Outline labeling records

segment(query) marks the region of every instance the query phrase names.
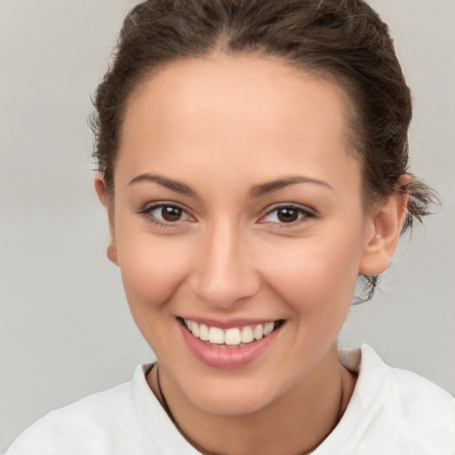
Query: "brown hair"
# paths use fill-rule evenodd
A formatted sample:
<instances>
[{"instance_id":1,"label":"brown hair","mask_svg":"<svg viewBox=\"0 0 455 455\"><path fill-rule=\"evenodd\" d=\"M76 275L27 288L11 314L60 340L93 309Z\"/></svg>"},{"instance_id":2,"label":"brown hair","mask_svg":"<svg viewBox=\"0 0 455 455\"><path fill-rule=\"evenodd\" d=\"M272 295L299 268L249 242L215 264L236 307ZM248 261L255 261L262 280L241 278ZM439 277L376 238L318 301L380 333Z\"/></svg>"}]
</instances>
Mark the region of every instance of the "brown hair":
<instances>
[{"instance_id":1,"label":"brown hair","mask_svg":"<svg viewBox=\"0 0 455 455\"><path fill-rule=\"evenodd\" d=\"M407 192L403 232L430 212L435 194L408 170L411 92L387 26L363 0L148 0L134 7L94 100L93 155L108 192L133 91L166 63L214 52L275 56L340 85L352 103L366 199ZM365 278L369 299L378 277Z\"/></svg>"}]
</instances>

§ **WORK TO DO**:
Print every line of the records above verbatim, leaving out the pictures.

§ **TASK SOLUTION**:
segment(query) marks the region of every instance the query phrase names.
Query: "brown hair"
# paths use fill-rule evenodd
A formatted sample:
<instances>
[{"instance_id":1,"label":"brown hair","mask_svg":"<svg viewBox=\"0 0 455 455\"><path fill-rule=\"evenodd\" d=\"M76 275L27 288L11 314L60 340L93 309Z\"/></svg>"},{"instance_id":2,"label":"brown hair","mask_svg":"<svg viewBox=\"0 0 455 455\"><path fill-rule=\"evenodd\" d=\"M272 295L299 268L249 242L215 264L236 307ZM248 261L255 261L262 280L241 278ZM439 277L376 238L318 301L380 333Z\"/></svg>"}]
</instances>
Mark the region of every instance of the "brown hair":
<instances>
[{"instance_id":1,"label":"brown hair","mask_svg":"<svg viewBox=\"0 0 455 455\"><path fill-rule=\"evenodd\" d=\"M407 192L403 232L430 212L435 194L408 170L411 92L387 26L363 0L148 0L134 7L94 100L93 155L108 192L133 91L166 63L214 52L275 56L340 85L352 103L366 199ZM365 278L369 299L378 277Z\"/></svg>"}]
</instances>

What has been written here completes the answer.